## TASK DESCRIPTION:
Write out the lines below as a JSON list of strings, with one string per line and blank lines omitted.

===== STORED ROWS

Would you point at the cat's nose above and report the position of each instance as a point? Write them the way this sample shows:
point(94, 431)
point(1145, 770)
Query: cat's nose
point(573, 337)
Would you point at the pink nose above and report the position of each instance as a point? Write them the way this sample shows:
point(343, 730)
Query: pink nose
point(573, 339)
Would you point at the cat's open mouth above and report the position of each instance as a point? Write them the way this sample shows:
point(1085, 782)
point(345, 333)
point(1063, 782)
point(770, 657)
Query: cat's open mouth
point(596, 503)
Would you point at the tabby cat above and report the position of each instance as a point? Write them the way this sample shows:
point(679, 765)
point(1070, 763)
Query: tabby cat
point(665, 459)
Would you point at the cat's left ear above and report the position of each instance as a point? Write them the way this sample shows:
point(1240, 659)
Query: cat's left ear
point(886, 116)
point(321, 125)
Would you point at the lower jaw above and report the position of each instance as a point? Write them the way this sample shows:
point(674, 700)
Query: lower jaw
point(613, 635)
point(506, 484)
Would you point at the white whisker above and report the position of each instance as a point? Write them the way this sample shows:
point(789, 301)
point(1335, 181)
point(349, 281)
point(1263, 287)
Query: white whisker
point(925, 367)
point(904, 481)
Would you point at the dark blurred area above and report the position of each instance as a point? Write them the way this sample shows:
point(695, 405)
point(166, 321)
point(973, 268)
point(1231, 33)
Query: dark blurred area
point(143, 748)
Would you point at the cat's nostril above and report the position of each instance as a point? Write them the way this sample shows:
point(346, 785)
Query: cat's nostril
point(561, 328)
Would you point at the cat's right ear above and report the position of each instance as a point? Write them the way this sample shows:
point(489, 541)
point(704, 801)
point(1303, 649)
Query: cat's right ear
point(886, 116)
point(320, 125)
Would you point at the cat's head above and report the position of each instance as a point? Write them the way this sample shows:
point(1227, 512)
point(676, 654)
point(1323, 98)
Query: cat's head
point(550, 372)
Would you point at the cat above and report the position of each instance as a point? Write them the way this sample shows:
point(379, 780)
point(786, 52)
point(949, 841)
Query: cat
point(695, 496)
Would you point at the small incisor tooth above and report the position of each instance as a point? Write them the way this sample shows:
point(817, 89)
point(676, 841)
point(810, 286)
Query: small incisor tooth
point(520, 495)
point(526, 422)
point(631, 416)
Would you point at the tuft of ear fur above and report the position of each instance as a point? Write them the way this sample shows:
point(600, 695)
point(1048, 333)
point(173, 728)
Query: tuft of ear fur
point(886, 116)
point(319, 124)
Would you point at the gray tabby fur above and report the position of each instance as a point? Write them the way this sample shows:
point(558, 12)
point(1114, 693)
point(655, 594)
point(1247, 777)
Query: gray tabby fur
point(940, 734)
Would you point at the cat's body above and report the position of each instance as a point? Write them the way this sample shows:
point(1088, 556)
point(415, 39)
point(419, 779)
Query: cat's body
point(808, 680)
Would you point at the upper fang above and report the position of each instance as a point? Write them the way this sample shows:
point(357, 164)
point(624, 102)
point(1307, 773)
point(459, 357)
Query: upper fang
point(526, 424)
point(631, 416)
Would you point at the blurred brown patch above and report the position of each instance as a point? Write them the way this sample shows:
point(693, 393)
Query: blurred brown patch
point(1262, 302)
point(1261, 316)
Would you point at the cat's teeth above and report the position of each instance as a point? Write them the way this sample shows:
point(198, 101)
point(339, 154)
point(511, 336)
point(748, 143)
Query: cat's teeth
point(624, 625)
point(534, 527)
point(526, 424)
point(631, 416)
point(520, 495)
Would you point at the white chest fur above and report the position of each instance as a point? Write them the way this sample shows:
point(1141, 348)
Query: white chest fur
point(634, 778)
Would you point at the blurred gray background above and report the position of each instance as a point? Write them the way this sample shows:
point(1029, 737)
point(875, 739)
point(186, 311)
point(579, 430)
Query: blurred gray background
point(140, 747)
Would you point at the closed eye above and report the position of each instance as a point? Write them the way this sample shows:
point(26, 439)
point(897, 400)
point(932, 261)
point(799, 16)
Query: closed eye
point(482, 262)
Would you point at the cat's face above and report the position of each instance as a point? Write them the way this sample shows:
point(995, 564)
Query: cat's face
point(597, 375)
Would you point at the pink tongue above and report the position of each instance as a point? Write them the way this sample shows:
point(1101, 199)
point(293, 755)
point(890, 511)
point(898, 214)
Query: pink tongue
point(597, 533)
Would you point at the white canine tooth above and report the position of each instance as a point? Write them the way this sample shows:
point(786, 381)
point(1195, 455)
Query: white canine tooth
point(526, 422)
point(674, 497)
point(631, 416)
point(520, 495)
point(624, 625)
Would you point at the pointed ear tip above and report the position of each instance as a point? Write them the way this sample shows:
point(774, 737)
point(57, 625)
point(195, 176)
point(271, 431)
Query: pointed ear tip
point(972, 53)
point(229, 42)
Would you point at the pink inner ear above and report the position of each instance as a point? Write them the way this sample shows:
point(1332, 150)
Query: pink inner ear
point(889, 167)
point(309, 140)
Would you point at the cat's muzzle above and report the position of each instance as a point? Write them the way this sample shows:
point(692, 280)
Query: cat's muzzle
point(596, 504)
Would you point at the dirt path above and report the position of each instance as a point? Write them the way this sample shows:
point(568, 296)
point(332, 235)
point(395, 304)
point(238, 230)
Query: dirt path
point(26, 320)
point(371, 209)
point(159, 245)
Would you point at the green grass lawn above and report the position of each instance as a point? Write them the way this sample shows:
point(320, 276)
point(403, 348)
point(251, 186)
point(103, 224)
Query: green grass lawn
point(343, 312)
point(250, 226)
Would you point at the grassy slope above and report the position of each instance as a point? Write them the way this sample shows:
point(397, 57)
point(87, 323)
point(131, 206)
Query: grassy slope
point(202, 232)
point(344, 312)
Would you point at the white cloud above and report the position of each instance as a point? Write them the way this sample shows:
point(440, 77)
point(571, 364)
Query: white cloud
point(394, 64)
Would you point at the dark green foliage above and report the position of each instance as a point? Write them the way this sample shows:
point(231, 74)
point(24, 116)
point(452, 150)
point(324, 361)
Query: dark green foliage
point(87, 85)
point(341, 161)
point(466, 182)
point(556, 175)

==========

## OUTPUT OF THE EXERCISE:
[
  "Would you point at the cat's nose above and report the position of each instance as a point? Write them the way this sample shows:",
  "point(94, 431)",
  "point(1145, 770)",
  "Query: cat's nose",
  "point(573, 337)",
  "Would you point at the pink nose above and report the position of each instance as a point? Write them the way this sample shows:",
  "point(343, 730)",
  "Query: pink nose",
  "point(573, 339)",
  "Would you point at the cat's open mouth above and report the position of each instance as a point? Write them the way this sample shows:",
  "point(1085, 782)",
  "point(345, 333)",
  "point(1063, 782)",
  "point(770, 657)",
  "Query: cat's open mouth",
  "point(596, 503)",
  "Would you point at the tabby cat above and report the position of each instance as a point? Write them the way this sample shows:",
  "point(679, 765)",
  "point(1070, 763)",
  "Query: tabby cat",
  "point(665, 459)",
  "Would you point at the cat's left ear above and report the position of each instance as a point? Write them the way this sample shows:",
  "point(1240, 659)",
  "Query: cat's left ear",
  "point(886, 116)",
  "point(321, 125)",
  "Would you point at the lower jaw above and report the position of each instance as a point? Write them the way this sample shows:",
  "point(674, 700)",
  "Query: lower jaw",
  "point(613, 635)",
  "point(506, 484)",
  "Would you point at the white whisker above and report the position of each instance as a point? Write them the way this sample shows:",
  "point(789, 301)",
  "point(1335, 181)",
  "point(349, 281)",
  "point(1263, 287)",
  "Query: white whisker",
  "point(925, 367)",
  "point(904, 481)",
  "Would you point at the dark blurred area above and report the position of each instance as a point? Write them the way this sample shows:",
  "point(695, 405)",
  "point(166, 321)",
  "point(973, 268)",
  "point(1231, 33)",
  "Query: dark blurred area",
  "point(143, 748)",
  "Would you point at the cat's nostril above and report the position of each instance as a point? Write them the way this sample shows:",
  "point(346, 785)",
  "Query: cat's nostril",
  "point(561, 328)",
  "Would you point at the cat's right ear above and report the position of each instance as a point? Write them the way this sample shows:",
  "point(489, 541)",
  "point(704, 801)",
  "point(1303, 649)",
  "Query: cat's right ear",
  "point(886, 116)",
  "point(320, 125)",
  "Would you point at the cat's head above and report the position of each instance as a point? Write them the way this sample shows:",
  "point(1227, 512)",
  "point(676, 654)",
  "point(1323, 98)",
  "Query: cat's head",
  "point(550, 372)",
  "Would you point at the cat above and report the position of each instance as a point? Write them the way this sample shows:",
  "point(379, 780)",
  "point(786, 52)",
  "point(949, 841)",
  "Query: cat",
  "point(695, 496)",
  "Would you point at the small incisor tooth above and report the position of each instance as a point? Write them the way this sample shows:",
  "point(817, 89)",
  "point(676, 841)",
  "point(810, 286)",
  "Query: small incisor tooth",
  "point(520, 495)",
  "point(526, 422)",
  "point(631, 416)",
  "Would you point at the tuft of ear fur above and report the position of each instance as a point? Write them the way this sample shows:",
  "point(600, 695)",
  "point(1048, 333)",
  "point(173, 728)",
  "Query: tuft of ear fur",
  "point(886, 116)",
  "point(319, 124)",
  "Would you point at the gray tabby fur above and report the position of each instance as a point? Write them the way this sample shows:",
  "point(558, 12)",
  "point(1114, 693)",
  "point(655, 594)",
  "point(1247, 777)",
  "Query: gray tabby fur",
  "point(940, 734)",
  "Would you point at the cat's body above and report the position of each instance as a point? Write them the way this sample shows:",
  "point(1088, 556)",
  "point(415, 39)",
  "point(419, 779)",
  "Query: cat's body",
  "point(808, 680)",
  "Would you point at the upper fang above and report the position of each instance as a point? Write them the way this sample shows:",
  "point(357, 164)",
  "point(624, 102)",
  "point(1307, 773)",
  "point(459, 357)",
  "Query: upper fang",
  "point(526, 424)",
  "point(631, 416)",
  "Would you point at the blurred brown patch above and report the position of each instance as a point? Write them the way this sample shows:",
  "point(693, 393)",
  "Query: blurred brown patch",
  "point(1262, 302)",
  "point(1261, 316)",
  "Would you point at the cat's teeth above and report the position of each instance as a point? Write them the way this sample shows:",
  "point(198, 101)",
  "point(339, 154)",
  "point(511, 336)",
  "point(748, 143)",
  "Query: cat's teeth",
  "point(624, 625)",
  "point(534, 527)",
  "point(526, 424)",
  "point(631, 416)",
  "point(520, 495)",
  "Would you point at the white chest fur above and report the position of each instance as a point? Write them the way this sample shows:",
  "point(1141, 348)",
  "Query: white chest fur",
  "point(634, 778)",
  "Would you point at the blurred gray background above and report the position of each instance as a point? Write them the way this sample shows:",
  "point(1029, 737)",
  "point(875, 739)",
  "point(186, 311)",
  "point(579, 430)",
  "Query: blurred gray background",
  "point(140, 747)",
  "Would you point at the closed eye above and report the position of each instance as a point? Write them the way this sample shows:",
  "point(26, 439)",
  "point(897, 400)",
  "point(932, 261)",
  "point(799, 16)",
  "Query: closed eye",
  "point(482, 262)",
  "Would you point at the cat's face above and report the position of each instance as a point? Write them the way this sample shows:",
  "point(995, 564)",
  "Query: cat's face",
  "point(597, 375)",
  "Would you point at the pink tongue above and report the position of each instance as a point? Write them the way this sample shows:",
  "point(1101, 199)",
  "point(293, 755)",
  "point(890, 511)",
  "point(898, 214)",
  "Query: pink tongue",
  "point(597, 533)",
  "Would you point at the white canine tooth above and report the position of each instance as a point? Write them the way this sample shows:",
  "point(786, 381)",
  "point(1195, 455)",
  "Query: white canine tooth",
  "point(526, 422)",
  "point(674, 497)",
  "point(631, 416)",
  "point(520, 495)",
  "point(624, 625)",
  "Would you point at the pointed ear tip above and report the position of each instance as a point? Write them the way this sample shows:",
  "point(774, 737)",
  "point(57, 625)",
  "point(195, 176)",
  "point(271, 431)",
  "Query: pointed ear tip",
  "point(972, 53)",
  "point(229, 42)",
  "Would you point at the pink inner ear above and report the position of each instance as a point? Write them the way this sample shows:",
  "point(1332, 150)",
  "Query: pink inner ear",
  "point(889, 167)",
  "point(309, 140)",
  "Would you point at the cat's muzzle above and report the position of each instance as a point? Write them the way this sample shows:",
  "point(692, 280)",
  "Query: cat's muzzle",
  "point(596, 504)",
  "Would you point at the dirt path above and report the position of each instance as a point? Write them the way this sample shows:",
  "point(568, 296)",
  "point(332, 235)",
  "point(395, 304)",
  "point(238, 230)",
  "Query: dirt path",
  "point(26, 320)",
  "point(371, 209)",
  "point(159, 245)",
  "Would you point at the green grass lawn above and report the position of each instance as a point? Write them the way this sample shows:",
  "point(320, 276)",
  "point(403, 348)",
  "point(251, 186)",
  "point(103, 224)",
  "Query: green grass lawn",
  "point(343, 312)",
  "point(250, 226)",
  "Would you point at the grassy slope above and report the position of each instance as a point? Write them the way this sample shows:",
  "point(397, 57)",
  "point(87, 323)",
  "point(131, 206)",
  "Query: grassy slope",
  "point(202, 232)",
  "point(344, 312)",
  "Would you point at the white cloud above and report the position of each instance as a point? Write them the way this sample shows:",
  "point(440, 77)",
  "point(571, 364)",
  "Query: white cloud",
  "point(394, 64)",
  "Would you point at the dark green foliage above and report the position of each instance as a point? Write them the way this sample shows:",
  "point(231, 74)",
  "point(24, 116)",
  "point(452, 150)",
  "point(324, 361)",
  "Query: dark green foliage",
  "point(87, 85)",
  "point(341, 161)",
  "point(466, 182)",
  "point(556, 175)"
]